| Document extract |
⟨

First Amendment to the Investment Management Trust Agreement, dated February 6, 2025, by and between Aimei Health Technology Co., Ltd and Continental Stock Transfer & Trust Company

EX-10.1 3 ex10-1.htm

 

Exhibit 10.1

 

FIRST AMENDMENT

TO THE

INVESTMENT MANAGEMENT TRUST AGREEMENT

 

This First Amendment (this “Amendment”) to the Trust Agreement (as defined below) is made and entered into as of February 6, 2025, by and between Aimei Health Technology Co., Ltd (the “Company”) and Continental Stock Transfer & Trust Company, as trustee (“Trustee”). All terms used but not defined herein shall have the meanings assigned to them in the Trust Agreement.

 

WHEREAS, the Company and the Trustee have entered into that certain Investment Management Trust Agreement, dated December 1, 2023 (the “Trust Agreement” or “Original Agreement”);

 

WHEREAS, the parties hereto now desire to amend the Original Agreement as set forth herein;

 

WHEREAS, Section 1(i) of the Original Agreement sets forth the terms that govern the liquidation of the Trust Account under the circumstances described therein; and

 

WHEREAS, at an extraordinary general meeting of the Company held on __________, 2025, the Company’s shareholders approved a proposal to amend the Trust Agreement to amend the monthly fees required to be deposited into the Trust Account to extend the date by which the Company must consummate its initial business combination.

 

NOW THEREFORE, IT IS AGREED:

 

1. Section 1(i) of the Trust Agreement is hereby amended and restated in its entirety as follows:

 

    “(i) Commence liquidation of the Trust Account only after and promptly after receipt of, and only in accordance with, the terms of a letter (“Termination Letter”), in a form substantially similar to that attached hereto as either Exhibit A or Exhibit B, as applicable, signed on behalf of the Company by its President, Chief Executive Officer or Chairman of the Board and Secretary or Assistant Secretary and, in the case of a Termination Letter in a form substantially similar to that attached hereto as Exhibit A, acknowledged and agreed to by the Representative, and complete the liquidation of the Trust Account and distribute the Property in the Trust Account, including interest earned not previously released to the Company to pay its taxes payable or owed (and, in the case of Exhibit B, less up to 50,000 of interest that may be released to the Company to pay dissolution expenses), only as directed in the Termination Letter and the other documents referred to therein; provided, however, that (x) in the event that a Termination Letter has not been received by the Trustee by the 12-month anniversary of the closing of the IPO (“Closing”) or, in the event that the Company extended the time to complete the Business Combination for up to 24 months from the closing of the IPO by depositing $150,000 for all remaining public shares, for each one-month extension, but has not completed the Business Combination within the applicable monthly anniversary of the Closing (“Last Date”), or (ii) upon the end of a 30-day cure period after the date any additional amount of funds was required to be deposited in the Trust Account as a condition of any extension of the Last Date approved by the Company’s shareholders, the Trust Account shall be liquidated by the Trustee in accordance with the procedures set forth in the Termination Letter attached as Exhibit B or similar hereto (net of taxes payable or owed and less up to $50,000 of interest that may be released to the Company to pay dissolution expenses) and distributed to the Public Shareholders as of the Last Date.”

⟩

| Records |
⟨

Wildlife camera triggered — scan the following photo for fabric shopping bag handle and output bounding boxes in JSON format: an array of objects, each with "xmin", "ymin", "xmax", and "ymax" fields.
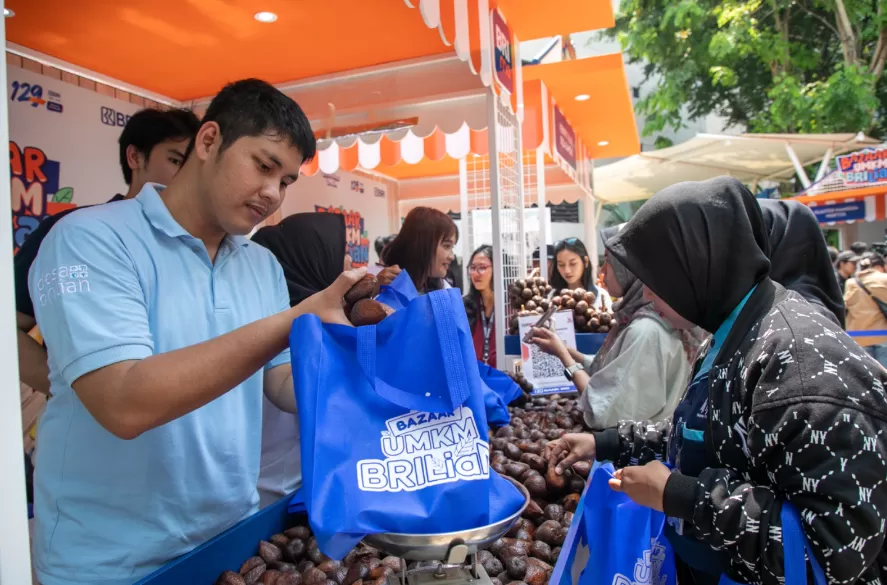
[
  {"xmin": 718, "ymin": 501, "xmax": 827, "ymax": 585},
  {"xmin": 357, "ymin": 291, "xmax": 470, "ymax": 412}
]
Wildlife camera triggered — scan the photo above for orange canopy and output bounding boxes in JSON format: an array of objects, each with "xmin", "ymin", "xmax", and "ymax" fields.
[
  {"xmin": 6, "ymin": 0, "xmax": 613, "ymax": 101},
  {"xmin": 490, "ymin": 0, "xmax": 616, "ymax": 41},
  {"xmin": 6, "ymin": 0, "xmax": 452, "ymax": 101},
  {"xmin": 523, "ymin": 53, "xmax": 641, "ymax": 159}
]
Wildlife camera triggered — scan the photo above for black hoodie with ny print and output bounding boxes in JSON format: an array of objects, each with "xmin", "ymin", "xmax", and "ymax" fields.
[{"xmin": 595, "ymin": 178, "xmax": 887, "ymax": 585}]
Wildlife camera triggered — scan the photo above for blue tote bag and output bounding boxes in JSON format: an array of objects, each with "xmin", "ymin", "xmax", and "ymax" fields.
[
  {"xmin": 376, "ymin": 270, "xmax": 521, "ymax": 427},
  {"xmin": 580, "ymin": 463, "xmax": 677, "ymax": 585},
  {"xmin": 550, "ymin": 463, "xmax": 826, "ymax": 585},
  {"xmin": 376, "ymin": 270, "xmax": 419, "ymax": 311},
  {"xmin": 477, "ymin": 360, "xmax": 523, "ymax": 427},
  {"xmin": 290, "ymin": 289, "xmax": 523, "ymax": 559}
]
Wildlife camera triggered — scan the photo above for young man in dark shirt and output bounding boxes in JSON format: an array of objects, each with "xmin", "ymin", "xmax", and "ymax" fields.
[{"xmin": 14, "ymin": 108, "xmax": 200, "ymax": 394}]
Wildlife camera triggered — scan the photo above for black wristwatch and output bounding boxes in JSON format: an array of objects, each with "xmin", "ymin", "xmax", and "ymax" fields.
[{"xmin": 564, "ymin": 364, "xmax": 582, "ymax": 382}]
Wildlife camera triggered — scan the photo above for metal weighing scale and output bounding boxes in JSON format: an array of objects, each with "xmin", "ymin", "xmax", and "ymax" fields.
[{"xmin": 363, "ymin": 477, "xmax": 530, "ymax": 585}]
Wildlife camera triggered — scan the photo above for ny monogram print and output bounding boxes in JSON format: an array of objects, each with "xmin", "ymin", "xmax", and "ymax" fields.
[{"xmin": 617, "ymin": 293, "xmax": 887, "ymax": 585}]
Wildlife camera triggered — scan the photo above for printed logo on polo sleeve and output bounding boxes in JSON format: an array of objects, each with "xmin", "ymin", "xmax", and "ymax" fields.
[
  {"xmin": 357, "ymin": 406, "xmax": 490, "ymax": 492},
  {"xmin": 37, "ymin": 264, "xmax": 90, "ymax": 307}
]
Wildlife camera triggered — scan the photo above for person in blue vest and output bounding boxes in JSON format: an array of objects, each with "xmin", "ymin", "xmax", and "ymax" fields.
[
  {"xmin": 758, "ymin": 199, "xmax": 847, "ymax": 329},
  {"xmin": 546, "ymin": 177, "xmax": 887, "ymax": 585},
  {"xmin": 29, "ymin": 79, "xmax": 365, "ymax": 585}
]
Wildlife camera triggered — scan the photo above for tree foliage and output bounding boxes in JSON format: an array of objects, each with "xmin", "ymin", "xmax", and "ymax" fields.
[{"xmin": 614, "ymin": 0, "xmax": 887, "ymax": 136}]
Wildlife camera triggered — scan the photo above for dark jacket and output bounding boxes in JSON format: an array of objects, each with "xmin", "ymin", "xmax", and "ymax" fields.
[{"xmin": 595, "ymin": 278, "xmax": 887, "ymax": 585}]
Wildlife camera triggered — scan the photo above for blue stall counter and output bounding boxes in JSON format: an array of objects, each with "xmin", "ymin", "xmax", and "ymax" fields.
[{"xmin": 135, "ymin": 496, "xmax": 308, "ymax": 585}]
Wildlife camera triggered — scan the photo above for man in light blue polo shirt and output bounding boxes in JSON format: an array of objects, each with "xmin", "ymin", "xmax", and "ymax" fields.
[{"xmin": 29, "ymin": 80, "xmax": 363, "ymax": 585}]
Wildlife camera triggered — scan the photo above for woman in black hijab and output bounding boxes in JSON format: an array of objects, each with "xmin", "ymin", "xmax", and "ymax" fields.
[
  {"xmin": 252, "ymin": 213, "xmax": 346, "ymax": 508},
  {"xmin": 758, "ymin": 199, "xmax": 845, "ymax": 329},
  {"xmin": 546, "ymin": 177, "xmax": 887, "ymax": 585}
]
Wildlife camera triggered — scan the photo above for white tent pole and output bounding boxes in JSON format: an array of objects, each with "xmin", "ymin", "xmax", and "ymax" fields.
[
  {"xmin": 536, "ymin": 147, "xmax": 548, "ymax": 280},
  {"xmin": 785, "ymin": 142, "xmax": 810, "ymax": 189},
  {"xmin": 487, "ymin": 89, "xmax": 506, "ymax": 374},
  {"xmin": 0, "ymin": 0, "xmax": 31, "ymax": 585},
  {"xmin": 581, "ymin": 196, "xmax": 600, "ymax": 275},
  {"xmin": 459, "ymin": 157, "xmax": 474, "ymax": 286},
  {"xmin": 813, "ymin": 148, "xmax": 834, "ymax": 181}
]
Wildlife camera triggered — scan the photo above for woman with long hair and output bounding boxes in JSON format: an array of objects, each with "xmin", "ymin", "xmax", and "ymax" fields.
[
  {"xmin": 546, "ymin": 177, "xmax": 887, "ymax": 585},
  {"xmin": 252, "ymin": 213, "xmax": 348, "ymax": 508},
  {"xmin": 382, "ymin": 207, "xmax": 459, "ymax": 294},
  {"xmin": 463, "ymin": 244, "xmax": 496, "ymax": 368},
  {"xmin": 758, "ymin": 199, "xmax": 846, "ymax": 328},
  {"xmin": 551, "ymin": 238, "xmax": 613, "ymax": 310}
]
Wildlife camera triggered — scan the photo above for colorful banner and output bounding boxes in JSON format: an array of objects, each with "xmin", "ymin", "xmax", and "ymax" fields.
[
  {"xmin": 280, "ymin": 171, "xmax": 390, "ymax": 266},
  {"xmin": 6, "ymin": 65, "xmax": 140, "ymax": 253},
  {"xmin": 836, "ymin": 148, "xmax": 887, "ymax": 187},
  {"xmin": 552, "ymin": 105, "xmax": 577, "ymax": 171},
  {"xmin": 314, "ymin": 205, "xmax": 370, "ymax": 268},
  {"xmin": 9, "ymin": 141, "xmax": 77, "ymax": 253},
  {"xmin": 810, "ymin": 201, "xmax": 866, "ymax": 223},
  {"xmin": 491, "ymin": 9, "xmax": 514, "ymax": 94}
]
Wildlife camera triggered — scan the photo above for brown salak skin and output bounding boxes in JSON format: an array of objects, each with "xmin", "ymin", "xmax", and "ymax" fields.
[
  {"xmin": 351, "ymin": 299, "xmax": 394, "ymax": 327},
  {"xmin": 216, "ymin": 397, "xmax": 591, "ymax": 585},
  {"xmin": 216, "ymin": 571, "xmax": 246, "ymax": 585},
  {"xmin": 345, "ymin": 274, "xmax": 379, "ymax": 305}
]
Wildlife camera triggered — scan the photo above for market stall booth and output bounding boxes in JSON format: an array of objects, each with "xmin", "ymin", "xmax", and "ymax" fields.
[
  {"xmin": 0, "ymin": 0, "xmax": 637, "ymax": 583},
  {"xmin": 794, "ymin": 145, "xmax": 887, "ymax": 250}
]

⟩
⟨

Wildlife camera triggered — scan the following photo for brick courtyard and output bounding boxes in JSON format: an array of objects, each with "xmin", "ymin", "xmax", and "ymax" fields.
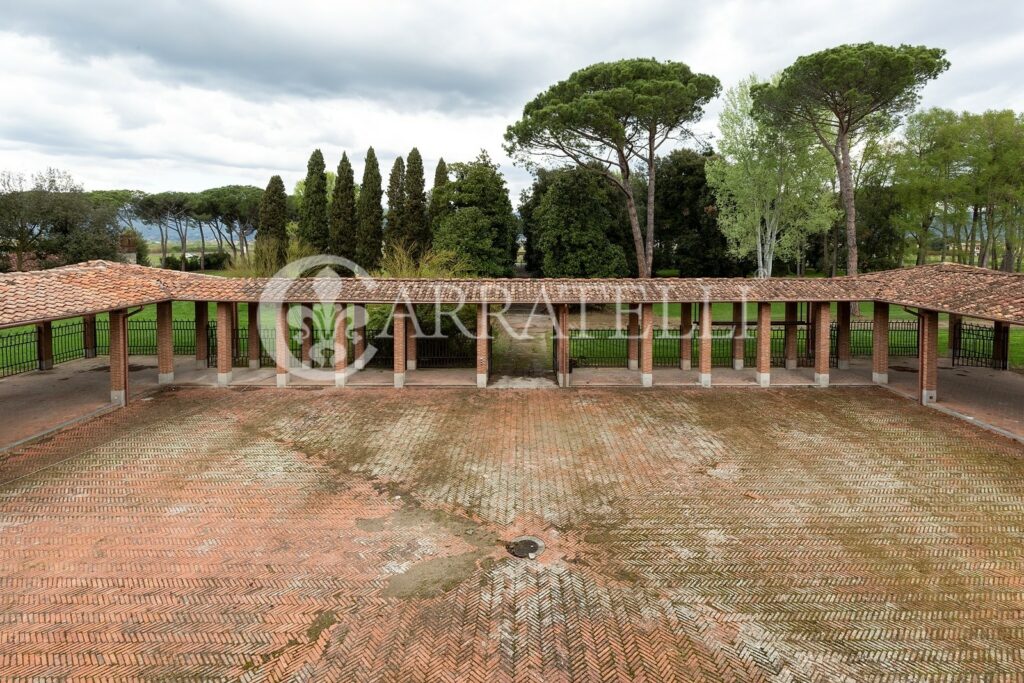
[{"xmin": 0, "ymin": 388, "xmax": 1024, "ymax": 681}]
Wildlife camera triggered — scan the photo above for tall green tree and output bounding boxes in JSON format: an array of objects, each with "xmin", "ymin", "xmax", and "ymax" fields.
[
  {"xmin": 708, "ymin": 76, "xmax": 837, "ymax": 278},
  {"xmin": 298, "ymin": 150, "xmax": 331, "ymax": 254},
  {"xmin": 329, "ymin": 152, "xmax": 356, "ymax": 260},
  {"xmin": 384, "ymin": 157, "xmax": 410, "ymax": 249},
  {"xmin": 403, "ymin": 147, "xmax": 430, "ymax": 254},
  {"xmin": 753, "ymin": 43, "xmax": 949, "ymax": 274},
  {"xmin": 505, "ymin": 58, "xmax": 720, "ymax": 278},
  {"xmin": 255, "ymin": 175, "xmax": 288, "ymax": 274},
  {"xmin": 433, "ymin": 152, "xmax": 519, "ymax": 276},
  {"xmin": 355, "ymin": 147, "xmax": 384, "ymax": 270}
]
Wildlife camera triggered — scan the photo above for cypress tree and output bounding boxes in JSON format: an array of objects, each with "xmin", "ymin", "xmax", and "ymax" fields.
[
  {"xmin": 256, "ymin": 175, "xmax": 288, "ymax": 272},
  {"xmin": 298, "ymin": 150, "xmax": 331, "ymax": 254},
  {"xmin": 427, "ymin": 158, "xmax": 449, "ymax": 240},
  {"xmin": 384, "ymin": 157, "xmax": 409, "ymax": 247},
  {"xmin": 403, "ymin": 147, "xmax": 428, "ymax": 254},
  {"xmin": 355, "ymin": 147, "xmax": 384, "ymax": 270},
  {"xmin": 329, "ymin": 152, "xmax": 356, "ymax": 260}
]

⟩

| Exercise brief |
Please extend the trust agreement amendment above, picking up right after its final sentence.

| Response below |
 

 

 

 

2. Exhibit D of the Trust Agreement is hereby amended and restated in its entirety as follows:

 

[Letterhead of Company]

 

[Insert date]

 

Continental Stock Transfer & Trust Company

1 State Street, 30th Floor

New York, N.Y. 10004

Attn: Francis Wolf and Celeste Gonzalez

 

  Re: Trust Account — Extension Letter

 

Dear Mr. Wolf and Ms. Gonzalez:

 

Pursuant to Section 1(l) of the Investment Management Trust Agreement dated December 1, 2023 between Aimei Health Technology Co., Ltd. (“Company”) and Continental Stock Transfer & Trust Company, as amended (the “Trust Agreement”), this is to advise you that the Company is extending the time available in order to consummate a Business Combination with the Target Businesses for an additional one (1) month, from _______ to _________ (the “Extension”).

 

This Extension Letter shall serve as the notice required with respect to Extension prior to the Applicable Deadline. Capitalized words used herein and not otherwise defined shall have the meanings ascribed to them in the Trust Agreement.

 

In accordance with the terms of the Trust Agreement, we hereby authorize you to deposit $150,000 for all remaining public shares, which will be wired to you, into the Trust Account investments upon receipt.

 

This is the ____ of up to twelve Extension Letters.

 

Very truly yours,

 

AIMEI HEALTH TECHNOLOGY CO., LTD

 

By:    
Name: Junheng Xie  
Title: Chief Executive Officer  

 

cc: Spartan Capital Securities, LLC

 

3. All other provisions of the Original Agreement shall remain unaffected by the terms hereof.

 

4. This Amendment may be signed in any number of counterparts, each of which shall be an original and all of which shall be deemed to be one and the same instrument, with the same effect as if the signatures thereto and hereto were upon the same instrument. A facsimile signature or electronic signature shall be deemed to be an original signature for purposes of this Amendment.

 

5. This Amendment is intended to be in full compliance with the requirements for an Amendment to the Trust Agreement as required by Section 7(c) of the Trust Agreement, and every defect in fulfilling such requirements for an effective amendment to the Trust Agreement is hereby ratified, intentionally waived and relinquished by all parties hereto.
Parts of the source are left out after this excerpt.